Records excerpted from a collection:
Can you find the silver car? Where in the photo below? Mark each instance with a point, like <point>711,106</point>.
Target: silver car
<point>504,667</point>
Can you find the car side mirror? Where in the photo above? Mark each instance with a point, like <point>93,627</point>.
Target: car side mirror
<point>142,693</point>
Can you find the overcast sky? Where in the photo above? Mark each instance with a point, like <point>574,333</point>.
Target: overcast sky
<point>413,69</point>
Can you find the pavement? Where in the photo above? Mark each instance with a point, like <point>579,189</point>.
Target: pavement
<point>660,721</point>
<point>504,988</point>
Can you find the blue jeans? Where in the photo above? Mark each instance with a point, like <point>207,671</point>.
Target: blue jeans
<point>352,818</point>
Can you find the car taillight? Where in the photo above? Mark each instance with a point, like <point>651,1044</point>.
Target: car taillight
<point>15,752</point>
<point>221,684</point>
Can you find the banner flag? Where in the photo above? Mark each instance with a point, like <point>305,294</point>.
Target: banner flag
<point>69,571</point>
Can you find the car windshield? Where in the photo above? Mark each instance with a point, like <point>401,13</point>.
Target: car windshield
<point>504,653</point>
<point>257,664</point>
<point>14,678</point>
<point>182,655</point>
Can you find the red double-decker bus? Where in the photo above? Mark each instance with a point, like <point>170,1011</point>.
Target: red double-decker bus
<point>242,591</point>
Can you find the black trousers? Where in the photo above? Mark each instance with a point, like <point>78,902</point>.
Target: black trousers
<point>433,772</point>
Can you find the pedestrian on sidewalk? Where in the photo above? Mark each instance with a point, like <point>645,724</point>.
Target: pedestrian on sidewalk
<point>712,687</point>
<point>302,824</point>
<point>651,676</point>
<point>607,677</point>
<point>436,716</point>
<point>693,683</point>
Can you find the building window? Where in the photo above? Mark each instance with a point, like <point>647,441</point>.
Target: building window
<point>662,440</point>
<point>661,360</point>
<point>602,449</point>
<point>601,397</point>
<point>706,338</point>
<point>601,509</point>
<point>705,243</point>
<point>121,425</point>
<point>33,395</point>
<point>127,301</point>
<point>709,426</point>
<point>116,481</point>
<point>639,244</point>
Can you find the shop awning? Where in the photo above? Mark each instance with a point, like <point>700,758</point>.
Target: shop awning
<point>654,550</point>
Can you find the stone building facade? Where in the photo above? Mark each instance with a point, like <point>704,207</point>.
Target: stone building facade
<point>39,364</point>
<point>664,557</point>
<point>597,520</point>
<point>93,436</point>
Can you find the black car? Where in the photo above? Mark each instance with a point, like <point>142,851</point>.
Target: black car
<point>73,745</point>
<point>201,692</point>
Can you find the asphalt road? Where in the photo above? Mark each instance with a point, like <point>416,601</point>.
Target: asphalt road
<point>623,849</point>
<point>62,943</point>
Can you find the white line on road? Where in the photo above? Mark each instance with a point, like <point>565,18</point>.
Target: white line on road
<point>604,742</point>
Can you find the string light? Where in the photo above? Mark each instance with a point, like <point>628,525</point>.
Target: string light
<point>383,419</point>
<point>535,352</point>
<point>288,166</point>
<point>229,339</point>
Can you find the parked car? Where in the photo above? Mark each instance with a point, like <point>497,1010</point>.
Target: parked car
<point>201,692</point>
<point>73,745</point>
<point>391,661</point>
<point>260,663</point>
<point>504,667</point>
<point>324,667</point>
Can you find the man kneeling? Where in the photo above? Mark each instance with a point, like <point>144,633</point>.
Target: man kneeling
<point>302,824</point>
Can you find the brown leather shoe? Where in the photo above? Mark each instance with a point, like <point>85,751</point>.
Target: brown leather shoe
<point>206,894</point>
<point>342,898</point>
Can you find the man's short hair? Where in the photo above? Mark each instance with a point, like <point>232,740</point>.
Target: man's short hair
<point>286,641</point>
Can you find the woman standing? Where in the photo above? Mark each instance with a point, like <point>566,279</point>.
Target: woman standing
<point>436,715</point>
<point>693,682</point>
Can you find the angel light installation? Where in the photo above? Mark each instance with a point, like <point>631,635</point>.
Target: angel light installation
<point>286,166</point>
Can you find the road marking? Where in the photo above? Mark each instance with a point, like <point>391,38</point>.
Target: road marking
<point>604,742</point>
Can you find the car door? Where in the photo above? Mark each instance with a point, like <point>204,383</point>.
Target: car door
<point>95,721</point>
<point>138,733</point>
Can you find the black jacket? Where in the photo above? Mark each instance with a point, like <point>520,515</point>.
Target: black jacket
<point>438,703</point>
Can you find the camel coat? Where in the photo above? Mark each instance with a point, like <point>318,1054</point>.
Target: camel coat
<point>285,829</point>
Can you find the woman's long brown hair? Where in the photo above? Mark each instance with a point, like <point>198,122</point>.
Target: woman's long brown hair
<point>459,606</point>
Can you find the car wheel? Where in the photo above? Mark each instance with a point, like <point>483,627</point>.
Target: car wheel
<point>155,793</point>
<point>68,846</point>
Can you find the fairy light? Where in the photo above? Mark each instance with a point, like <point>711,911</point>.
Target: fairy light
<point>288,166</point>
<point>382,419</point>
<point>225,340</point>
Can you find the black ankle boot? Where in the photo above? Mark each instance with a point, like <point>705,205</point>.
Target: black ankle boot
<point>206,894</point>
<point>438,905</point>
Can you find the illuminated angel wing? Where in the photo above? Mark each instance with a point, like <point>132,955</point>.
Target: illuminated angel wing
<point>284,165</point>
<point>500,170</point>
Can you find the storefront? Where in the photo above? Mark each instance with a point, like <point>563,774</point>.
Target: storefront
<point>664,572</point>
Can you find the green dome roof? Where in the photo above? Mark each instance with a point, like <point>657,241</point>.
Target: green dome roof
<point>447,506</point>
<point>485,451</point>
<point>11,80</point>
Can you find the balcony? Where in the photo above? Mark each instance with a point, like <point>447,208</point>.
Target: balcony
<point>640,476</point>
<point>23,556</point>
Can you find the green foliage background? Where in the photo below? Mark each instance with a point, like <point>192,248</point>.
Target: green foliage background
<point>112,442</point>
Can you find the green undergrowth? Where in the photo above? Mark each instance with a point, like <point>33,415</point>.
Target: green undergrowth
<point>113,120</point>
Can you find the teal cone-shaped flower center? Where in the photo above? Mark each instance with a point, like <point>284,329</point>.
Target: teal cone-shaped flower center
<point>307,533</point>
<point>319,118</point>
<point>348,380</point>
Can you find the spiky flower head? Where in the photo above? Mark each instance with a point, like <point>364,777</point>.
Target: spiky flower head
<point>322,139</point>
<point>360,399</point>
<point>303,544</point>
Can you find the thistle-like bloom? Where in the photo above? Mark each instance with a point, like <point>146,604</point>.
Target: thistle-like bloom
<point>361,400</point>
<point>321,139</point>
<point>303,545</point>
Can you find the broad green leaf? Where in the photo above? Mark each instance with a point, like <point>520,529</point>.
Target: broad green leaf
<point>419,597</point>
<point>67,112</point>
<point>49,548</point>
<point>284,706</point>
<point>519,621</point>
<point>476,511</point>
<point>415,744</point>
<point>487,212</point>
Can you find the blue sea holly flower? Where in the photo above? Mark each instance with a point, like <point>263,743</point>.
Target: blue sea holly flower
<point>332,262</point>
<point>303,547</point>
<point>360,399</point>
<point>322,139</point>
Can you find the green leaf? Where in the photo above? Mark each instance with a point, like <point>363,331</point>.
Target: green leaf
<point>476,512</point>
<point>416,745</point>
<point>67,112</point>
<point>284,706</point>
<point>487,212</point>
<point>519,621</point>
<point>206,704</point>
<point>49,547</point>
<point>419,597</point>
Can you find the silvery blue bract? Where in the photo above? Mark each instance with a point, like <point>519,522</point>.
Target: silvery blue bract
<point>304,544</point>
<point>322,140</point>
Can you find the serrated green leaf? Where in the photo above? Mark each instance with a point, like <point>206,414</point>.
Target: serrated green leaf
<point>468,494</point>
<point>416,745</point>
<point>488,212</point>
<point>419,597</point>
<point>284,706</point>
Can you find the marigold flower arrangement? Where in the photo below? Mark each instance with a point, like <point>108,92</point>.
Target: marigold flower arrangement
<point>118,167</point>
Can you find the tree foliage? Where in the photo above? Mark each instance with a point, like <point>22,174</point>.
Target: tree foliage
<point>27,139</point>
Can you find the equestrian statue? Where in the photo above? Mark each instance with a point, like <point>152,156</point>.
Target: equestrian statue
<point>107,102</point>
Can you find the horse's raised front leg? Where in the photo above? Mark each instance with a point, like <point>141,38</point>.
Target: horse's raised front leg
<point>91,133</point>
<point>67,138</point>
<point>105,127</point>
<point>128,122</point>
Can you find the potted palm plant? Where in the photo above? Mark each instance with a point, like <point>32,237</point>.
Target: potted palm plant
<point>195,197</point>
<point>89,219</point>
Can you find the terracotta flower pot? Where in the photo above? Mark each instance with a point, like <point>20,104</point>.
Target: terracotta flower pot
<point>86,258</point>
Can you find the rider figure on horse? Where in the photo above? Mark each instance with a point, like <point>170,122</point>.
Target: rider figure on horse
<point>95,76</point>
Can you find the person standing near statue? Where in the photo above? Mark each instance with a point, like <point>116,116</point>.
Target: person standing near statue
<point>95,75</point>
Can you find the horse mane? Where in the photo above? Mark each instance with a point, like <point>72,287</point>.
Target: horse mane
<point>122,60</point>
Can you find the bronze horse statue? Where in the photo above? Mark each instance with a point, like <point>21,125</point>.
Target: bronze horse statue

• **ASSIGNMENT**:
Copy the lines from the entries above in which the word "bronze" appears.

• **ANSWER FOR THE TASK**:
Can you find the bronze horse statue? Where in the photo above? Mark each instance with a point, like <point>21,125</point>.
Target: bronze horse statue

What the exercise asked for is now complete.